# start of INPUT ROWS

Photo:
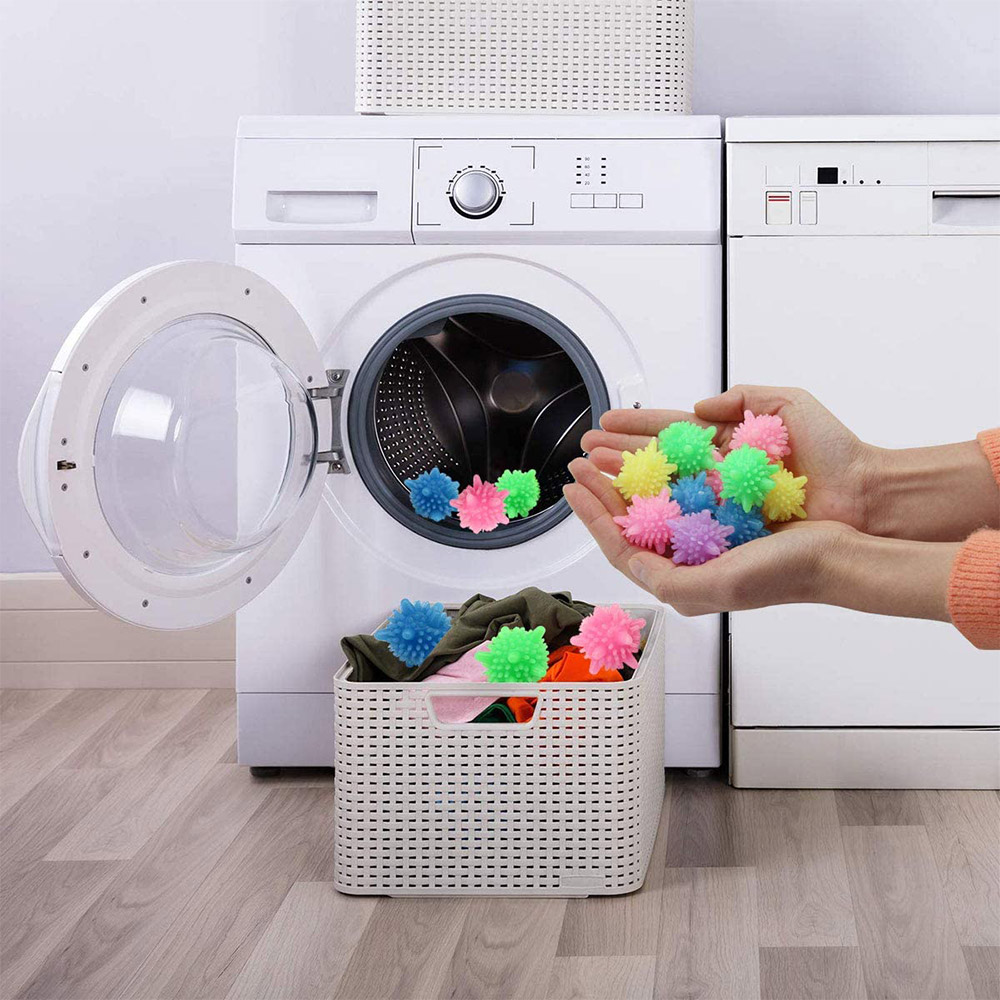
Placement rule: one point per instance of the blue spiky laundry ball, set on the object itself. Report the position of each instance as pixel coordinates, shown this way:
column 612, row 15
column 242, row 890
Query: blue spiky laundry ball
column 746, row 525
column 693, row 494
column 431, row 494
column 414, row 629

# end of INPUT ROWS

◆ **WHAT YOU SHOULD DO**
Retype the whole listing, keeping every line identical and omitting all pictures.

◆ **RESPONSE TO THIS EXERCISE**
Photo:
Placement rule: one point per instance of the blue spiky laundry ball, set on the object itself. Report the position of each instance as pixel coordinates, shown this way:
column 612, row 15
column 242, row 890
Query: blue spiky laundry ball
column 746, row 525
column 693, row 494
column 431, row 494
column 414, row 629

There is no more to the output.